[What you have to do]:
Look through the data below. Pick out the lines holding the string "countertop".

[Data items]
--
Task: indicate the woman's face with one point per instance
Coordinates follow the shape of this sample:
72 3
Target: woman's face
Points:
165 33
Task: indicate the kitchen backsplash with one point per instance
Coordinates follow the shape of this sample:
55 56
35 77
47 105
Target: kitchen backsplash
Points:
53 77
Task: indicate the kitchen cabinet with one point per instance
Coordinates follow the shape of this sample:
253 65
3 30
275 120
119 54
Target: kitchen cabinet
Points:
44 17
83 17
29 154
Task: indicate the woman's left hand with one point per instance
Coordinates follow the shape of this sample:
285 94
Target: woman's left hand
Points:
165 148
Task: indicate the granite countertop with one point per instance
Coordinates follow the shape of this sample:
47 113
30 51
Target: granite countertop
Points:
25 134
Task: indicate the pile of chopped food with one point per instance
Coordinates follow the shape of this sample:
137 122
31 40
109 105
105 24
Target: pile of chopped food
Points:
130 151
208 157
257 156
--
[Task answer]:
Task: indicate the granite countertop with one point per instance
Target: granite countertop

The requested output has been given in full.